Written request: Please reproduce all of the lines below word for word, in the same order.

Extracted material:
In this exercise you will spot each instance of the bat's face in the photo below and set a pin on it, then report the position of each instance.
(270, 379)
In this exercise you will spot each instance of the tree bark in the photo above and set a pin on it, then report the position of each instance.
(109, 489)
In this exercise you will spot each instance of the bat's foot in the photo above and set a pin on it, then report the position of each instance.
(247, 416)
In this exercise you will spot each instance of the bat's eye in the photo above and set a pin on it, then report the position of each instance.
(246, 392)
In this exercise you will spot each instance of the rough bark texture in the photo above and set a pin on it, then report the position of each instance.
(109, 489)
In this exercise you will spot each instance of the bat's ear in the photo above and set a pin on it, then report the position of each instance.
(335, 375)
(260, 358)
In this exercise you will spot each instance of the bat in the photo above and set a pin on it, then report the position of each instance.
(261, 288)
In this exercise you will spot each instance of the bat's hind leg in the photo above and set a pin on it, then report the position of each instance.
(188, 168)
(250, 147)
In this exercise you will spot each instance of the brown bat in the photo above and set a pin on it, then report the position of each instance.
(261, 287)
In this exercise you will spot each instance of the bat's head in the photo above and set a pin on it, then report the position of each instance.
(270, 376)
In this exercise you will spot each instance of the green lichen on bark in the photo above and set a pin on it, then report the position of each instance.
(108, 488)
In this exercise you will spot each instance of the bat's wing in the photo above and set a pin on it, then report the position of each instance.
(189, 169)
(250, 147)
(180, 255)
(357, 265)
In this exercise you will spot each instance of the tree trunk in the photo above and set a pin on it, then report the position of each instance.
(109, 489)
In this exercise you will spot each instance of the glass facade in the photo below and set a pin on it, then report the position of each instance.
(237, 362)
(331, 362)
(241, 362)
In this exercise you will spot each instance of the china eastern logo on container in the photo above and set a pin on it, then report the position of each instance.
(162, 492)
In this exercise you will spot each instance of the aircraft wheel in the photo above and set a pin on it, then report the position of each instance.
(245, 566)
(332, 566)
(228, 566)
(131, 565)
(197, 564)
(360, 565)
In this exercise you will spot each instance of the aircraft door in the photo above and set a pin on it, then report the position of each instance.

Written response:
In this exercise you will spot each instance of the bat's face in the photo below and set a pin on it, then report the position of each instance.
(270, 379)
In this exercise you will spot each instance of the tree bark in the photo above and set a pin on it, then report the position of each instance.
(109, 489)
In this exercise you will spot each instance of the bat's foot in the photo above and set a pin on it, then report the position of each instance.
(247, 416)
In this exercise you will spot each instance of the bat's eye in the photo above and set a pin on it, then report the position of each instance.
(246, 392)
In this exercise you will spot each instance of the rough bark texture in the photo above and set a pin on it, then report the position of each instance.
(109, 489)
In this exercise you will spot each instance of the bat's ear in the photo above and set a pin on it, then report the position of each instance.
(335, 375)
(260, 358)
In this exercise you will spot each instance of the bat in the photo above and set a pin on it, then report the position of each instance.
(261, 288)
In this exercise you will spot each instance of the bat's hind leg in the photo above and set a pin on it, then report the position of each instance.
(188, 168)
(250, 147)
In this exercise you will spot each instance of the brown bat in the photo above and set a pin on it, then report the position of each instance.
(261, 287)
In this exercise you will spot each instance of the bat's head in the photo above and set a pin on it, then report the position of each instance.
(270, 376)
In this exercise you will spot each instance of the green lichen on bark in the photo above and set a pin on it, then report the position of each instance.
(108, 488)
In this exercise you will spot each instance of the bat's wing in the photo above and set a pin on it, then report the position of each instance.
(189, 169)
(250, 147)
(180, 255)
(357, 265)
In this exercise you will spot each instance of the tree trunk in the photo above and set a pin on it, then report the position of each instance.
(109, 489)
In this exercise you will spot each instance of the glass facade in the photo below and set a pin on it, then report the position of each instance.
(237, 362)
(331, 362)
(241, 362)
In this exercise you will spot each instance of the china eastern logo on container in the photo above and set a pin on it, then report the position of each instance.
(162, 492)
In this exercise you will spot each instance of the aircraft wheel in the photo above and set a pin on it, then report the position of each instance.
(245, 566)
(332, 566)
(228, 566)
(131, 565)
(197, 564)
(360, 565)
In this exercise you will spot each instance of the aircraft door in the photo above and set a pin on it, then report the position of each instance.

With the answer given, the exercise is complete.